(Data listing)

—————

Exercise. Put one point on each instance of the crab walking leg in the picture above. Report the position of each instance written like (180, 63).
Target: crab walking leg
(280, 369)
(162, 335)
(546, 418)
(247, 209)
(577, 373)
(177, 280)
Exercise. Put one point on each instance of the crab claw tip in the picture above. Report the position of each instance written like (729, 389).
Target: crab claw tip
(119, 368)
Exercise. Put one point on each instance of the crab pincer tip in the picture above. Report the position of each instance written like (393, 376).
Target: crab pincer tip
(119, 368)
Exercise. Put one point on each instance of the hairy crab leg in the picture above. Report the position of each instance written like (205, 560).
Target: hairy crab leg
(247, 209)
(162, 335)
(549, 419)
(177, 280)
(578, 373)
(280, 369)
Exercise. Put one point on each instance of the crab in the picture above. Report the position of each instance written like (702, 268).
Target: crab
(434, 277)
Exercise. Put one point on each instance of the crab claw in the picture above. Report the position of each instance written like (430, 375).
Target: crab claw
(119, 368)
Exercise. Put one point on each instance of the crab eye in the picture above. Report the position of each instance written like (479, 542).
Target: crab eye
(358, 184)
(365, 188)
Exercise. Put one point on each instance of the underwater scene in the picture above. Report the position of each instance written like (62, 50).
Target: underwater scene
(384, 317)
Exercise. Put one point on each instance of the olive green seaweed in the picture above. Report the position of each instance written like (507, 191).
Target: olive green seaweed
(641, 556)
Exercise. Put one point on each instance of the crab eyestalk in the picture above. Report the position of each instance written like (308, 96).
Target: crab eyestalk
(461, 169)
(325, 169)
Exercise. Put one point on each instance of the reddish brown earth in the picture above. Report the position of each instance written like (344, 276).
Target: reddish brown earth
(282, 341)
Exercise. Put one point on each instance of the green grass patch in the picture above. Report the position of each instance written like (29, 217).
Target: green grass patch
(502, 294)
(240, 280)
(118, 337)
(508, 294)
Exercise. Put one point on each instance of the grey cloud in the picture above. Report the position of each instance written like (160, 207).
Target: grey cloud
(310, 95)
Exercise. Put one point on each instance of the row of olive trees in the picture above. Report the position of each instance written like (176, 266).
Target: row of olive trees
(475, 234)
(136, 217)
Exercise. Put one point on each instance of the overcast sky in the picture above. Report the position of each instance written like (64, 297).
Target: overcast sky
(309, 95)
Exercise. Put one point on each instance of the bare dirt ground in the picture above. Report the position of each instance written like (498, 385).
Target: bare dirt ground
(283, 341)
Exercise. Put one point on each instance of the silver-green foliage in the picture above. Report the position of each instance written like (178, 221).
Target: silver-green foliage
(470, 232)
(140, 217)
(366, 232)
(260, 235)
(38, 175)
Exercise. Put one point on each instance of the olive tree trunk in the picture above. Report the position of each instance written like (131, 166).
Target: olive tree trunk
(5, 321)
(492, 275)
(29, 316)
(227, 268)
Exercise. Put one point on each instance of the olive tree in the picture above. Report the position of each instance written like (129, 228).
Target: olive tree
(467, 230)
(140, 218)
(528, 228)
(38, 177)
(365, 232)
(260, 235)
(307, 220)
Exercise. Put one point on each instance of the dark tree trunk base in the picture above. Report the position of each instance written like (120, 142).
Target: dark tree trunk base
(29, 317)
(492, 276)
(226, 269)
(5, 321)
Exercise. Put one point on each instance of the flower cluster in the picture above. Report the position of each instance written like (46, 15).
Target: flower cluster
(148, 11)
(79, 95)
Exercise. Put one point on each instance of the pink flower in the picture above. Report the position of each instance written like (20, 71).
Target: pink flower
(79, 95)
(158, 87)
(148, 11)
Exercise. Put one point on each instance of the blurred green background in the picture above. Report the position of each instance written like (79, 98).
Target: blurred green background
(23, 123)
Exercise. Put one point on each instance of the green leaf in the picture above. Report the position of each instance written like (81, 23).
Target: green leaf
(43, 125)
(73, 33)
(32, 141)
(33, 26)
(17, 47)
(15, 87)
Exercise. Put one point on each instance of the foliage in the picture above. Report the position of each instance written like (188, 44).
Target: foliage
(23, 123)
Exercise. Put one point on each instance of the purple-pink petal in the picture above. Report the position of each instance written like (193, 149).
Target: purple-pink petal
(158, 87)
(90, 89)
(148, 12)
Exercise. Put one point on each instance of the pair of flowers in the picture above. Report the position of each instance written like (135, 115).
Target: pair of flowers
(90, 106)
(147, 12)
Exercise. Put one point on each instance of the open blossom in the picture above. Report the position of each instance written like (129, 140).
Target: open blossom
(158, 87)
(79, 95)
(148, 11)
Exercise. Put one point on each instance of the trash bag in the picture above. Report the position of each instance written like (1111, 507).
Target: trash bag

—————

> Task goal: Write out the full set of records exactly as given.

> Result of this exercise:
Exercise. Put one point on each instance of the crab walking leg in the picture above. Report the position of each instance written like (180, 63).
Target: crab walking leg
(280, 369)
(162, 335)
(546, 418)
(247, 209)
(577, 373)
(177, 280)
Exercise. Put one point on each instance of the crab claw tip in the picture above. Report the position of each instance written like (729, 389).
Target: crab claw tip
(119, 368)
Exercise. Put one point on each instance of the crab pincer tip in the picture above. Report the position of each instance written like (393, 376).
Target: crab pincer tip
(119, 368)
Exercise. Put one point on each instance of the hairy crab leg in the picture above. Report the position of each instance written like (205, 560).
Target: hairy crab leg
(247, 209)
(162, 335)
(549, 419)
(177, 280)
(578, 373)
(280, 369)
Exercise. Put one point on each instance of the crab in the picture above. Report the position of each instance written like (702, 268).
Target: crab
(434, 277)
Exercise. Put one point on each instance of the crab claw in the picture above. Report the position of each instance written like (430, 375).
Target: crab claw
(119, 368)
Exercise. Put one point on each instance of the crab eye in the picture above. Report the position of each instance written like (479, 542).
Target: crab eye
(358, 184)
(365, 188)
Exercise. Put one point on each instance of the underwater scene in the picture above. Report the position of each instance written like (62, 50).
Target: underwater scene
(384, 317)
Exercise. Put one point on each instance of the olive green seaweed in the picture above. Report the position of each instance written like (507, 191).
Target: olive green seaweed
(641, 556)
Exercise. Put one point on each instance of the crab eyestalk in the picture above. Report the position of each instance written like (308, 96).
Target: crab eyestalk
(461, 169)
(325, 169)
Exercise. Put one point on each instance of the reddish brown earth in the picture above. Report the position of each instance written like (344, 276).
Target: reddish brown earth
(282, 341)
Exercise. Put one point on each instance of the green grass patch in the picture above. Report the position of each instance written like (29, 217).
Target: green grass patch
(502, 294)
(240, 280)
(118, 337)
(508, 294)
Exercise. Put one point on each instance of the grey cloud in the picture above. Report the position of each instance written like (160, 207).
Target: grey cloud
(310, 95)
Exercise. Put one point on each instance of the row of olive trees in the picture above. Report the position of each instance written like (176, 266).
Target: row of olive trees
(475, 234)
(136, 217)
Exercise. Put one point on each instance of the overcast sky in the picture above. Report the position of each instance written like (64, 297).
Target: overcast sky
(309, 95)
Exercise. Put one point on each instance of the bare dirt ground in the picture above. Report the position of each instance written like (498, 385).
Target: bare dirt ground
(283, 341)
Exercise. Put one point on each instance of the silver-green foliage in the picture above. Report the position of each instance written like (178, 221).
Target: silver-green foliage
(470, 232)
(140, 217)
(366, 232)
(260, 235)
(38, 175)
Exercise. Put one point on each instance of the olive tree trunk in the picture above. Report the position of each instance written like (131, 166).
Target: olive tree trunk
(5, 321)
(492, 275)
(29, 316)
(227, 268)
Exercise. Put one point on each instance of the olive tree in the picture above. Report the position of each instance written like (129, 228).
Target: olive tree
(467, 230)
(140, 218)
(528, 228)
(38, 177)
(365, 232)
(260, 235)
(307, 220)
Exercise. Put one point on each instance of the dark tree trunk base in the picture above. Report the position of each instance written like (120, 142).
Target: dark tree trunk base
(29, 317)
(492, 276)
(226, 269)
(5, 321)
Exercise. Put one point on each instance of the flower cluster in the picture above. Report the position of each instance written like (46, 15).
Target: flower cluster
(148, 11)
(79, 95)
Exercise. Put one point on each instance of the pink flower in the picture above. Report the position of each instance written like (20, 71).
Target: pink flower
(79, 95)
(158, 87)
(148, 11)
Exercise. Put one point on each instance of the blurred green background in the picture above. Report the position of each instance written like (79, 98).
Target: blurred green background
(23, 123)
Exercise. Put one point on each instance of the green leaf in the picture above. Report the position of each instance written like (81, 23).
Target: green leaf
(43, 125)
(73, 33)
(32, 141)
(33, 26)
(17, 47)
(15, 87)
Exercise. Put one point on each instance of the foliage in the picture above. Report the position of each instance written like (188, 44).
Target: foliage
(23, 123)
Exercise. Put one point on each instance of the purple-pink petal in the picture above. Report the position of each instance written like (193, 149).
Target: purple-pink petal
(158, 87)
(90, 89)
(148, 12)
Exercise. Put one point on each instance of the pair of flowers in the picture above. Report the position of each instance written like (135, 115).
Target: pair of flowers
(90, 106)
(147, 12)
Exercise. Put one point on each instance of the open blossom in the picture above. Report the position of each instance written like (129, 140).
Target: open blossom
(158, 87)
(79, 95)
(148, 11)
Exercise. Put one point on each instance of the trash bag in the picture above. Report the position of each instance written like (1111, 507).
Target: trash bag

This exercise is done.